> [RECORDS FOR THE EXERCISE]
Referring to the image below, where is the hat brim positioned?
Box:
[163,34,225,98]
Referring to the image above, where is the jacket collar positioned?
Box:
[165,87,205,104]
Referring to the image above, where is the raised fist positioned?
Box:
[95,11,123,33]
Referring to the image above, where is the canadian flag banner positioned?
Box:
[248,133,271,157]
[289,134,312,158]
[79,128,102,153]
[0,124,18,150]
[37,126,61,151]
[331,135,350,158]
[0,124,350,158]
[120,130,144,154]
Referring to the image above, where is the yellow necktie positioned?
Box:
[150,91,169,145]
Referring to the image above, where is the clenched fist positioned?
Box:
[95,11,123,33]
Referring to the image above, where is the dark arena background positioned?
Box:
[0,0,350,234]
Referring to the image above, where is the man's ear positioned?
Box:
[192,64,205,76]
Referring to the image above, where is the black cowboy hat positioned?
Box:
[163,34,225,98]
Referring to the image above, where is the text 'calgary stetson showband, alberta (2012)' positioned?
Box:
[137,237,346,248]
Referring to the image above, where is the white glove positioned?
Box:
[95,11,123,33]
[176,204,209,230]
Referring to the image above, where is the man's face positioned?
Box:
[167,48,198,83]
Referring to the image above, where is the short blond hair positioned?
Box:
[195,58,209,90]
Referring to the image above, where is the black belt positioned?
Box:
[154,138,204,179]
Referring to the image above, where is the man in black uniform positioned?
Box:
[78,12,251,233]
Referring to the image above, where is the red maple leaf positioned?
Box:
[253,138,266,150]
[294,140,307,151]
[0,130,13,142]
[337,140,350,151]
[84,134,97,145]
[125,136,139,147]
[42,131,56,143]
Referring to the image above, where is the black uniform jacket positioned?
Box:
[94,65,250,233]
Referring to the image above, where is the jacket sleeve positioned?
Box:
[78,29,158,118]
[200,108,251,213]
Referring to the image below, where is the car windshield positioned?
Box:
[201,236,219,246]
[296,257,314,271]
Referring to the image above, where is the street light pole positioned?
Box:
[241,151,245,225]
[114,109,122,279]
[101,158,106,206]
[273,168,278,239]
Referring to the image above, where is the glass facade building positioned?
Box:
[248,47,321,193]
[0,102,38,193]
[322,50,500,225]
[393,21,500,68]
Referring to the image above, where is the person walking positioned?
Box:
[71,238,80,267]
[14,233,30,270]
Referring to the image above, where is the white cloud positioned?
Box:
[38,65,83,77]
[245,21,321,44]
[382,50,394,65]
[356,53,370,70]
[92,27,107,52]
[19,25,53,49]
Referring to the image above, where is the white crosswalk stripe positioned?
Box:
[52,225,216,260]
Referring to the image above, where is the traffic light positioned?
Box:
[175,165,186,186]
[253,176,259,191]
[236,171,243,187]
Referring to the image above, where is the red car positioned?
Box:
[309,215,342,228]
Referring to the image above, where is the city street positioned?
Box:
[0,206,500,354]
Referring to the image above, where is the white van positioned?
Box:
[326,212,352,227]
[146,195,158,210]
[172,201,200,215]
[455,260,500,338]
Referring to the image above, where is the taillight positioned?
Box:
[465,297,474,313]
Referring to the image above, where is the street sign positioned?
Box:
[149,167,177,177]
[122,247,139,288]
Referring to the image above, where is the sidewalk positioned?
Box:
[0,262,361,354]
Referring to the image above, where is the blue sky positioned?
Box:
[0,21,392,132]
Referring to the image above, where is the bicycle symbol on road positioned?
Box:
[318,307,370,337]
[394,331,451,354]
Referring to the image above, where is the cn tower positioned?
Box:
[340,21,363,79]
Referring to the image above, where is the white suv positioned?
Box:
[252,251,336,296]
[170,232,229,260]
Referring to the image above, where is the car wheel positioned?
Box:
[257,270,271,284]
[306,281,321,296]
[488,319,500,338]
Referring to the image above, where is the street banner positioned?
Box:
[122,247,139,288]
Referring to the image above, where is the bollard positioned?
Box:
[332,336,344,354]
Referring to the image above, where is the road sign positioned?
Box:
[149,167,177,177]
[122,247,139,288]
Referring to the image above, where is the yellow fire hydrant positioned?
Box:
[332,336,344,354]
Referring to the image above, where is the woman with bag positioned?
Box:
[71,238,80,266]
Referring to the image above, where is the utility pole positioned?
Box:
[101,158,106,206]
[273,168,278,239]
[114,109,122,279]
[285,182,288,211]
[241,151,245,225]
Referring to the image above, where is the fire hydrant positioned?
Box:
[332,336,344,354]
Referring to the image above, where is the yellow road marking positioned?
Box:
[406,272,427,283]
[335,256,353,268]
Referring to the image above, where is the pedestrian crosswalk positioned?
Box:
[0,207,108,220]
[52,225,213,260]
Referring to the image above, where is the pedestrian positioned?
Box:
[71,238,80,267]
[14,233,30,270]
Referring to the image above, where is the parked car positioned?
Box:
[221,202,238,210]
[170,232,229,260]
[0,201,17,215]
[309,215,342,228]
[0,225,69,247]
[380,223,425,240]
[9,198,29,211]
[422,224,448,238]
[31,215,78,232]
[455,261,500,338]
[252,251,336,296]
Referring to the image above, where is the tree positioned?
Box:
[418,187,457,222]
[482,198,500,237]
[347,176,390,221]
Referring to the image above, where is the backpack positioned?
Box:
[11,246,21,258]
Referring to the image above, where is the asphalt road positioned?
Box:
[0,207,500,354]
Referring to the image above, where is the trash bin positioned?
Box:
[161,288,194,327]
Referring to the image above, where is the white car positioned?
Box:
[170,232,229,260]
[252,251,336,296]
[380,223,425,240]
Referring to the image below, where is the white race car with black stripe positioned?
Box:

> [WHAT YOU NEED TO DO] Copy the lines of the records exactly, starting at the line that contains "Referring to the image above, where is the short" and ending at the line that contains "[42,131,56,143]", both included.

> [REPLY TO THE EXERCISE]
Referring to the image above, where is the short blond hair positioned?
Box:
[195,58,209,90]
Referring to the image above, where is the black belt positioned?
Box:
[154,138,204,179]
Referring to the image above, where is the man in black uniform positioned?
Box:
[78,12,251,233]
Referring to the image above, where is the red maple leaf positioned?
Box:
[253,138,266,150]
[294,140,307,151]
[0,130,13,142]
[337,140,350,151]
[84,134,97,145]
[125,136,139,147]
[42,131,56,143]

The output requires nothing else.